Work instructions.
Carry the policy-based routing configuration excerpt forward from its final line, writing the part that comes next.

Source.
◇ ◇ ◇ ◇ ◇

Pros: Explicit, flexible, allows different failover actions per policy
Cons: Requires understanding policy evaluation order

Verification

Items to Test Command Expected Outcome
ISP-2 Active show ip pbr PBR routes 102/103 show nexthop eth1 active
ISP-2 Failed Disconnect ISP-2, wait 60s; show ip pbr PBR routes 102/103 withdrawn, routes 104/105 active (eth0)
Failover Tested traceroute 8.8.8.8 (during failure) Packets now originate from ISP-1 (eth0)
Track Status show ip route tracking ISP-2 track shows "DOWN" when failing

Configuration Example 4: PBR with Hotspot Networks

When Hotspot service is enabled, client traffic arrives through dynamic tunnel interfaces (tun0, tun1, etc.). Since tunnel IDs are auto-assigned, match using tun+ wildcard combined with source IP/network to differentiate clients.

!
firewall-set 100 mark 100 inbound tun+ tcp src 172.16.30.0/24 dport 80,25 remark "PC1 traffic to tcp 80/25"
firewall-set 101 mark 101 inbound tun+ tcp src 172.16.34.0/24 dport 80,25 remark "PC2 traffic to tcp 80/25"
firewall-set 102 mark 102 inbound tun+ tcp src 172.16.30.0/24 dport 443 remark "PC1 traffic to tcp/443"
firewall-set 103 mark 103 inbound tun+ tcp src 172.16.30.0/24 dport 443 remark "PC2 traffic to tcp/443"
!

◇ ◇ ◇ ◇ ◇

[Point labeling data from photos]
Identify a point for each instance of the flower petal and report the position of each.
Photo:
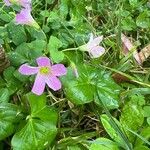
(58, 70)
(53, 82)
(24, 17)
(97, 51)
(28, 70)
(39, 84)
(43, 61)
(7, 2)
(94, 42)
(25, 3)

◇ ◇ ◇ ◇ ◇

The reply.
Important Notes

Warning

PBR Rule Evaluation Order
Rules are evaluated sequentially by rule number (lowest first). Once a packet matches a rule, that rule is applied and evaluation stops. Avoid overlapping rules across different policies, as only the first match takes effect.

Avoid Overlapping firewall-set Rules

firewall-set rules are evaluated in ascending rule number order. Each matching rule overwrites the fwmark set by any previous rule — the last matching rule wins. If two rules can match the same packet, that packet will always be marked by the higher-numbered rule, overriding the intended policy.

Example: If rule 100 marks tcp dport 443 (HTTPS) for policy 100, and rule 105 marks a broader pattern (e.g., social media destinations) that also includes HTTPS traffic, then all HTTPS traffic to social media sites will be marked 105 and routed by policy 105 — not policy 100 as intended. To avoid this, ensure firewall-set rules are mutually exclusive: no packet should match more than one rule.

Note

Hotspot + PBR Interaction
Due to order of operations, when PBR is enabled on Hotspot gateways:

  • Use "By Packet Flow" matching (not source IP matching)
  • Always match on tun+ inbound interface
  • Combine with source IP/network to target specific clients
  • Avoid direct ip pbr policy src on hotspot networks (packets won't match due to tunnel encapsulation)

Best Practices

General Deployment

  • Start Simple: Begin with source network-based routing (Example 1) before adding packet flow complexity
  • Document Policies: Add remarks to each policy and route rule explaining its purpose
  • Test Failover: Manually test backup routes by disconnecting primary links before deploying to production
  • Monitor Tracking: Regularly check show ip pbr and show logging system to ensure health checks are functioning (turn on log option in your tracking config)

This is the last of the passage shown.